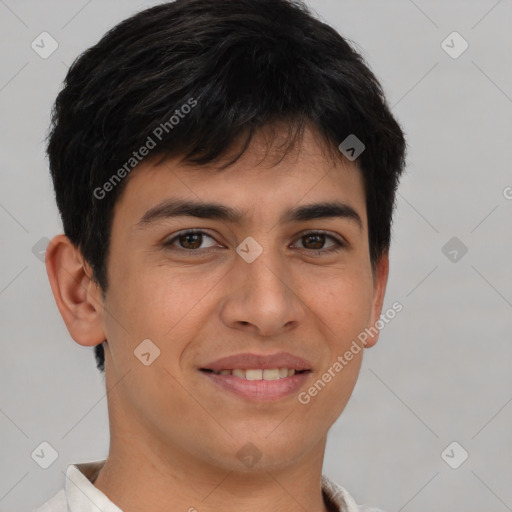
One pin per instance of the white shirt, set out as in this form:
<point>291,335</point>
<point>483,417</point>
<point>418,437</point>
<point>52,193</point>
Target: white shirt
<point>80,495</point>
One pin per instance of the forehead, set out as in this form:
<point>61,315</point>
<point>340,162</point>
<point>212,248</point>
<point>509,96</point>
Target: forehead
<point>261,183</point>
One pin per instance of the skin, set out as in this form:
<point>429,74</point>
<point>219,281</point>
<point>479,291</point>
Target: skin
<point>174,436</point>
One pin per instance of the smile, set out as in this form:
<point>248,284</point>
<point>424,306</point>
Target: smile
<point>259,373</point>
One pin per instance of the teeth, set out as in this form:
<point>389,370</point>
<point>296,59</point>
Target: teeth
<point>259,374</point>
<point>254,374</point>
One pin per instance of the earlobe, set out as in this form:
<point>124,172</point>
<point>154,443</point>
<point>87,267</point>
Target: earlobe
<point>76,295</point>
<point>379,289</point>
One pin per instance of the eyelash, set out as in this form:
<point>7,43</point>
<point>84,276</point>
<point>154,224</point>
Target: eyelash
<point>338,247</point>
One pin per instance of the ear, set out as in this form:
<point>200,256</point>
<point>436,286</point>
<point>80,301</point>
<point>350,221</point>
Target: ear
<point>76,295</point>
<point>380,280</point>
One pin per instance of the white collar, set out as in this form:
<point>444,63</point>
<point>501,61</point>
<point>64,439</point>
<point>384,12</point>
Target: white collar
<point>82,496</point>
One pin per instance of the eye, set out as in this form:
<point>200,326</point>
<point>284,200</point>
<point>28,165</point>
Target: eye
<point>189,240</point>
<point>316,239</point>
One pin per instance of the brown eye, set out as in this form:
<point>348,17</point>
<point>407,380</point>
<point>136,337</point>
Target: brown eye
<point>190,240</point>
<point>314,241</point>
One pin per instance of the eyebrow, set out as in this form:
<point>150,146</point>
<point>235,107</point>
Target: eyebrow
<point>170,208</point>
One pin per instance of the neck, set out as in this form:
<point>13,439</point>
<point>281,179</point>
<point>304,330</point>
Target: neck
<point>138,478</point>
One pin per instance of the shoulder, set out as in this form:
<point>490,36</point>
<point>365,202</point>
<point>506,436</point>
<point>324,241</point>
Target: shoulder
<point>342,500</point>
<point>57,503</point>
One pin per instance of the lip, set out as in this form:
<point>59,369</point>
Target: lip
<point>259,390</point>
<point>264,361</point>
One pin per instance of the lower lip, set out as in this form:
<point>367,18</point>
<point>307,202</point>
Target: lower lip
<point>259,389</point>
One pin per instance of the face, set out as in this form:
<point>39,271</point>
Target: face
<point>256,285</point>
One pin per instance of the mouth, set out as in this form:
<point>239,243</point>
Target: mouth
<point>255,374</point>
<point>258,377</point>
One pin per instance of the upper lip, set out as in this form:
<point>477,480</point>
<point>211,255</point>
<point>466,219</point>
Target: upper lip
<point>255,361</point>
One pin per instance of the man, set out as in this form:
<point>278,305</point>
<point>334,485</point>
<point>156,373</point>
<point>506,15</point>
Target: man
<point>226,175</point>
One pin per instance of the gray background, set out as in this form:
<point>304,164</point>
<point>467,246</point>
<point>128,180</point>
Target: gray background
<point>441,371</point>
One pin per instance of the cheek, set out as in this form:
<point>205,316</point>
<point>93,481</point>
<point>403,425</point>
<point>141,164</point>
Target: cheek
<point>343,302</point>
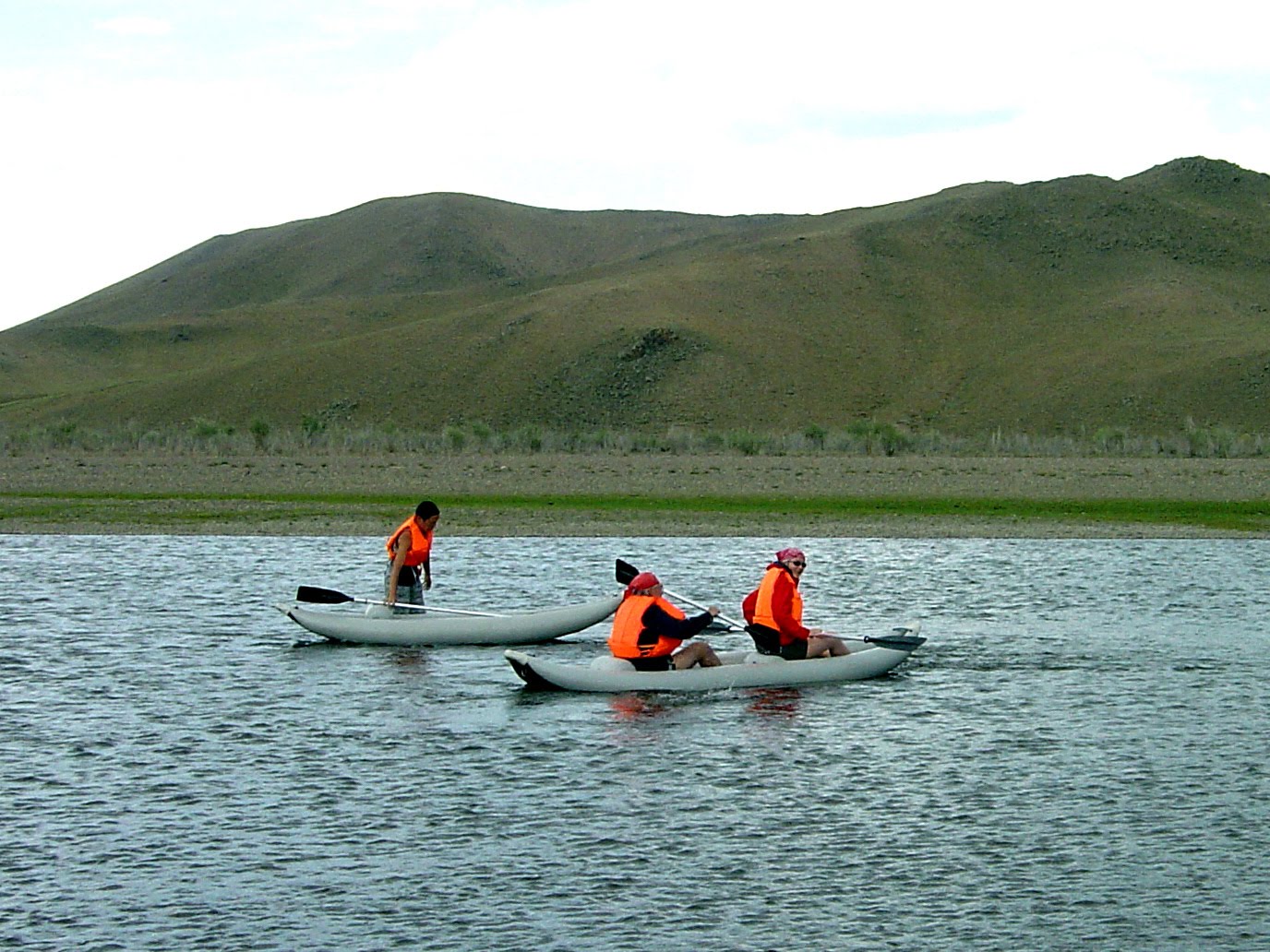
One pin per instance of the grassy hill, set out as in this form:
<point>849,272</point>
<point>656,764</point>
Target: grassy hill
<point>1049,307</point>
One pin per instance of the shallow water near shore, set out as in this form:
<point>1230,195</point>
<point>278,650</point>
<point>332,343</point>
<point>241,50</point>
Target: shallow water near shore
<point>1074,759</point>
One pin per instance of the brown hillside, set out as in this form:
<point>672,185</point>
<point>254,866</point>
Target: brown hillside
<point>1047,307</point>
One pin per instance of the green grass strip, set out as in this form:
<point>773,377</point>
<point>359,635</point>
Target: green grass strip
<point>1239,516</point>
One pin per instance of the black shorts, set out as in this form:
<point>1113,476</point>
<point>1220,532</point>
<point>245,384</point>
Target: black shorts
<point>767,641</point>
<point>662,662</point>
<point>794,651</point>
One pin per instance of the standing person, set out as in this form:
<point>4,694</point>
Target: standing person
<point>648,630</point>
<point>773,612</point>
<point>411,550</point>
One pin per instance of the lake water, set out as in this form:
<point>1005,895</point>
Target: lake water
<point>1074,760</point>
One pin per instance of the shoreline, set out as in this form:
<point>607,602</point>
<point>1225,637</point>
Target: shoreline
<point>610,494</point>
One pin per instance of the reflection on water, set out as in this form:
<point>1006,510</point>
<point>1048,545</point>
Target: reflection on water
<point>1074,759</point>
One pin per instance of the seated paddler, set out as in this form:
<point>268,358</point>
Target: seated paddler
<point>648,631</point>
<point>773,613</point>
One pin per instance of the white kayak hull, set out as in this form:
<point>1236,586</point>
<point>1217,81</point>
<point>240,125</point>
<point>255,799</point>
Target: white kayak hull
<point>433,628</point>
<point>739,669</point>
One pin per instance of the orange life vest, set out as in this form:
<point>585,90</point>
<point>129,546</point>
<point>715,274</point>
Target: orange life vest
<point>763,613</point>
<point>629,637</point>
<point>421,542</point>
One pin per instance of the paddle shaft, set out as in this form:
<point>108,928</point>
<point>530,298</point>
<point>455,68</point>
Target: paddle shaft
<point>627,571</point>
<point>329,597</point>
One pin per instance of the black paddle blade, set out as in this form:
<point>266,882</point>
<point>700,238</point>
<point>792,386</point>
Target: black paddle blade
<point>324,597</point>
<point>898,642</point>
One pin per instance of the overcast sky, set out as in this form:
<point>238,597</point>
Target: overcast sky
<point>136,130</point>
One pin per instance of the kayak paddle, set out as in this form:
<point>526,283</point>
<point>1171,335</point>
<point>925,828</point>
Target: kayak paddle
<point>329,597</point>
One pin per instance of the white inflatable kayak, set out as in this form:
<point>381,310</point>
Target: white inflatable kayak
<point>739,669</point>
<point>436,628</point>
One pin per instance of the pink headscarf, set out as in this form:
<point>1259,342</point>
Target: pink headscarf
<point>641,583</point>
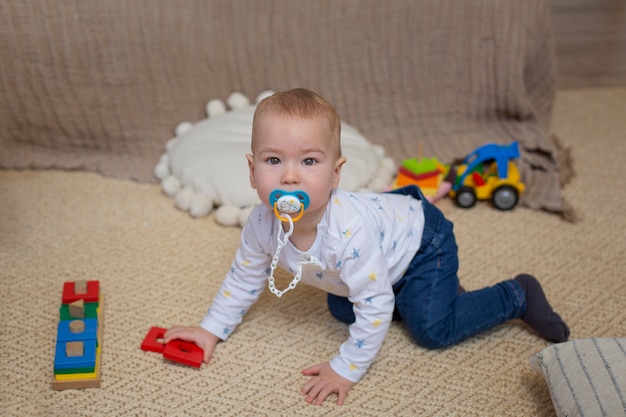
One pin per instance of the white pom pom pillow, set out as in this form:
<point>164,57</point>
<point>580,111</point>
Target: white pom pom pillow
<point>204,165</point>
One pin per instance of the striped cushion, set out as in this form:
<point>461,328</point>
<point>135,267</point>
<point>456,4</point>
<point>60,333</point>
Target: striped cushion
<point>586,377</point>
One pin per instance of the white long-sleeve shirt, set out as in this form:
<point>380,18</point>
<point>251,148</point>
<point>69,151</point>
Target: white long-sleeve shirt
<point>364,244</point>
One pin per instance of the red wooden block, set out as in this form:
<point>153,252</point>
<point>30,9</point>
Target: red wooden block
<point>184,352</point>
<point>92,295</point>
<point>153,341</point>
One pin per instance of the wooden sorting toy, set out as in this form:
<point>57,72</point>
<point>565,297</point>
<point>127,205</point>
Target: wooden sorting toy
<point>78,351</point>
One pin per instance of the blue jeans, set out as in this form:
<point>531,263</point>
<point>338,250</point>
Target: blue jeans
<point>427,298</point>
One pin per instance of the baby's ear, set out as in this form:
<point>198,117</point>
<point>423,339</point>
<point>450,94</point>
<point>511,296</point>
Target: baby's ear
<point>338,165</point>
<point>250,159</point>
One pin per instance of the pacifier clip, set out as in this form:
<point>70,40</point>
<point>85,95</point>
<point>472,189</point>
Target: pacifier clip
<point>285,203</point>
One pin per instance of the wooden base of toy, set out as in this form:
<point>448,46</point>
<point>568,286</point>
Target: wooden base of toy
<point>82,381</point>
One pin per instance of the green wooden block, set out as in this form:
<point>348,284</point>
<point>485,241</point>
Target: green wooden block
<point>91,311</point>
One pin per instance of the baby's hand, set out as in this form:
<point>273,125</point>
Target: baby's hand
<point>325,381</point>
<point>204,339</point>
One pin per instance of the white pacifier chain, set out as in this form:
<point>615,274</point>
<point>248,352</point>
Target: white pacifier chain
<point>285,202</point>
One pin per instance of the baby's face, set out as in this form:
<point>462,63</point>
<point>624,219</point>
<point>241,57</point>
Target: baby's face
<point>292,153</point>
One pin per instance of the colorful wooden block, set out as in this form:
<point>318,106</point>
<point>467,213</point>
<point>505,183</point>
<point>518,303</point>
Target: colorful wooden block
<point>76,367</point>
<point>184,352</point>
<point>65,332</point>
<point>87,360</point>
<point>78,380</point>
<point>91,311</point>
<point>77,309</point>
<point>90,296</point>
<point>153,341</point>
<point>80,287</point>
<point>75,349</point>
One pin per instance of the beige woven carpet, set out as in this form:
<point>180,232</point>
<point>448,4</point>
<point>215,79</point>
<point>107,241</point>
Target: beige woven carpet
<point>157,266</point>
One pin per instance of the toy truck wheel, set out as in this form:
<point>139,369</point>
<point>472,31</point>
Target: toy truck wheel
<point>465,197</point>
<point>505,197</point>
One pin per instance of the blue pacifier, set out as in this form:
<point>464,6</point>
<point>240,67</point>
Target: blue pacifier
<point>289,202</point>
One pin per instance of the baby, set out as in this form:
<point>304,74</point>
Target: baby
<point>380,257</point>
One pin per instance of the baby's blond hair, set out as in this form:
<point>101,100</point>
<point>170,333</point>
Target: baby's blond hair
<point>302,103</point>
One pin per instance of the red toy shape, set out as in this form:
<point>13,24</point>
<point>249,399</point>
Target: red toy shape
<point>92,295</point>
<point>153,341</point>
<point>184,352</point>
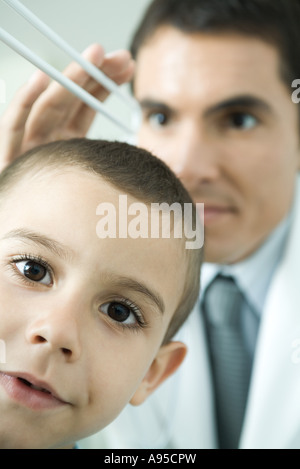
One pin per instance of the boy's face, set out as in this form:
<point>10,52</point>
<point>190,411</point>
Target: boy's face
<point>217,111</point>
<point>80,316</point>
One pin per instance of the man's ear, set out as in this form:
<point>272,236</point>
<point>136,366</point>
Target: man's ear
<point>166,362</point>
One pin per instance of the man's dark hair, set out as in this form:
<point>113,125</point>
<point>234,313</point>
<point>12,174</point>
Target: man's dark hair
<point>274,21</point>
<point>130,169</point>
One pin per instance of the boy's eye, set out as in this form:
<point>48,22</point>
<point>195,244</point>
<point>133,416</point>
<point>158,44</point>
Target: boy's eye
<point>34,271</point>
<point>120,313</point>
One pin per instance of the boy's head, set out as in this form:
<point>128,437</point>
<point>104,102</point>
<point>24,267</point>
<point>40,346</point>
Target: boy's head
<point>86,319</point>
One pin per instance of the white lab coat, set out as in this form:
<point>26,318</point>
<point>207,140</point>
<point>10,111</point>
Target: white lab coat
<point>180,414</point>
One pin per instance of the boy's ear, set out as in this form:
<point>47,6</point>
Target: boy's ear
<point>166,362</point>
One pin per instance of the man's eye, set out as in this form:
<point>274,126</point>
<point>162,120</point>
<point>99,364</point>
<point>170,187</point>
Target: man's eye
<point>122,313</point>
<point>158,119</point>
<point>242,120</point>
<point>34,271</point>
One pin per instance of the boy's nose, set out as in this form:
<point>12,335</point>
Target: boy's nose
<point>58,331</point>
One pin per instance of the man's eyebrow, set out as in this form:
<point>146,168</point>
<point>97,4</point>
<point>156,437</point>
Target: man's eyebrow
<point>243,101</point>
<point>149,104</point>
<point>134,285</point>
<point>41,240</point>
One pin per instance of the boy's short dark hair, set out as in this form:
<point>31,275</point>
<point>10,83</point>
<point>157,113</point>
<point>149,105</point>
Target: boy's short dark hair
<point>128,168</point>
<point>274,21</point>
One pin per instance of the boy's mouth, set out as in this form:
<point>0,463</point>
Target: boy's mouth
<point>33,386</point>
<point>30,392</point>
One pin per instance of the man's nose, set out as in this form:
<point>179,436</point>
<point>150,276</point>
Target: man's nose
<point>196,160</point>
<point>57,329</point>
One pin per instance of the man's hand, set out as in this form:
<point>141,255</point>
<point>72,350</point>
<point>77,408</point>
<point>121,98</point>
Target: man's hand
<point>41,112</point>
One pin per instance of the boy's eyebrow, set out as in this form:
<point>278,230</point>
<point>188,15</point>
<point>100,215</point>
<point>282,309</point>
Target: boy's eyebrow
<point>41,240</point>
<point>67,253</point>
<point>136,286</point>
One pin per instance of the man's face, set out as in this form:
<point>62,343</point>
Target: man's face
<point>216,110</point>
<point>81,317</point>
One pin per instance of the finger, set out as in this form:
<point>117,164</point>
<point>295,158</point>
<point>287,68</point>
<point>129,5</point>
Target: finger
<point>56,106</point>
<point>84,115</point>
<point>13,122</point>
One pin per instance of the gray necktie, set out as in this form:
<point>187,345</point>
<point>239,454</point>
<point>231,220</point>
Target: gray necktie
<point>230,361</point>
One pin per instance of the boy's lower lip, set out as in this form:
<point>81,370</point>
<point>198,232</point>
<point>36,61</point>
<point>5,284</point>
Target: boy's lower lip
<point>27,396</point>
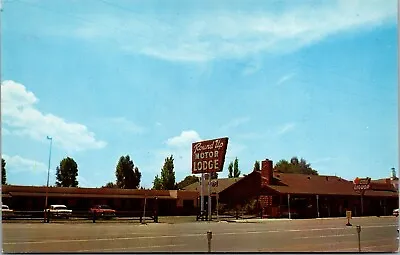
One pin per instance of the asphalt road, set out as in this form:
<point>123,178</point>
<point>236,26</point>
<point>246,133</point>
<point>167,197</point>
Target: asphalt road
<point>314,235</point>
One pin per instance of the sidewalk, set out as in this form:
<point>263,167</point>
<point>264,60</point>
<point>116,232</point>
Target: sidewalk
<point>286,219</point>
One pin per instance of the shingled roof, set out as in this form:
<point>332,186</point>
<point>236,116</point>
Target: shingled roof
<point>223,183</point>
<point>311,184</point>
<point>289,183</point>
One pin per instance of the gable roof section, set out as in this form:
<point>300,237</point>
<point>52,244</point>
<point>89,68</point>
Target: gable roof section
<point>288,183</point>
<point>311,184</point>
<point>223,184</point>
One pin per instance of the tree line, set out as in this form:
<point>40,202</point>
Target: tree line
<point>128,176</point>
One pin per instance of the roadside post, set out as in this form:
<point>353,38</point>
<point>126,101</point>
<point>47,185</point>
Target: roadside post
<point>359,239</point>
<point>208,157</point>
<point>209,237</point>
<point>289,206</point>
<point>209,198</point>
<point>348,216</point>
<point>144,210</point>
<point>202,195</point>
<point>361,185</point>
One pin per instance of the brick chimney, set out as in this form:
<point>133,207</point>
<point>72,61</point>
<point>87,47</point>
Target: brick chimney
<point>266,172</point>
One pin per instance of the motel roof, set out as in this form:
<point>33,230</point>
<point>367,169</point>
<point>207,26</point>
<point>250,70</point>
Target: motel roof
<point>289,183</point>
<point>38,191</point>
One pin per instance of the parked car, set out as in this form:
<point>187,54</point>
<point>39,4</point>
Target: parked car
<point>102,211</point>
<point>6,212</point>
<point>59,211</point>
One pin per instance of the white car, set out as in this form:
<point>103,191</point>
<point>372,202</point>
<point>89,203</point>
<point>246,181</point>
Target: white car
<point>6,212</point>
<point>59,211</point>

_ _ _ _ _ _ _

» **EXERCISE DIRECTIONS**: In the records, take the stretch from the line containing "One pin per instance of the paddle" through the line containing "<point>427,298</point>" and write it out again, changing "striped cushion" to "plaid cushion" and keeping everything else the same. Leave the pictures out of your answer.

» **WRITTEN RESPONSE**:
One pin per instance of the paddle shaft, set out as in this form:
<point>108,928</point>
<point>530,298</point>
<point>455,68</point>
Target: paddle shaft
<point>627,571</point>
<point>329,597</point>
One pin per instance of the black paddle blade, set out as in this form:
<point>266,882</point>
<point>700,238</point>
<point>792,386</point>
Target: black paddle blade
<point>324,597</point>
<point>898,642</point>
One pin per instance of the overcast sky, set out as in this form:
<point>238,597</point>
Target: overcast sky
<point>136,130</point>
One pin per instance of the kayak paddle, set out as in this form:
<point>526,283</point>
<point>1171,335</point>
<point>925,828</point>
Target: kayak paddle
<point>329,597</point>
One pin per instance of the white inflatable kayak, set out as in this form:
<point>381,310</point>
Target: white inflatable kayak
<point>739,669</point>
<point>436,628</point>
One pin per instance of the pink headscarf, set out as in this form:
<point>1259,342</point>
Target: pink headscarf
<point>641,583</point>
One pin per instance of the white pom pom pillow, set out as in this form:
<point>164,57</point>
<point>580,111</point>
Target: white pom pom pillow
<point>204,165</point>
One pin per instance of the plaid cushion, set out as in this form:
<point>461,328</point>
<point>135,267</point>
<point>456,4</point>
<point>60,333</point>
Target: plaid cushion
<point>586,377</point>
One pin per instance of the white long-sleeve shirt, set out as in this form:
<point>380,18</point>
<point>251,148</point>
<point>69,151</point>
Target: white long-sleeve shirt
<point>364,244</point>
One pin per instance of the red wooden block, set out as in this form:
<point>153,252</point>
<point>30,9</point>
Target: red wooden block
<point>184,352</point>
<point>92,295</point>
<point>153,341</point>
One pin per instance of the wooden sorting toy, set out as in this form:
<point>57,72</point>
<point>565,297</point>
<point>127,205</point>
Target: wooden sorting toy
<point>78,351</point>
One pin per instance of the blue jeans, set out as in this form:
<point>531,263</point>
<point>338,250</point>
Target: blue jeans
<point>427,298</point>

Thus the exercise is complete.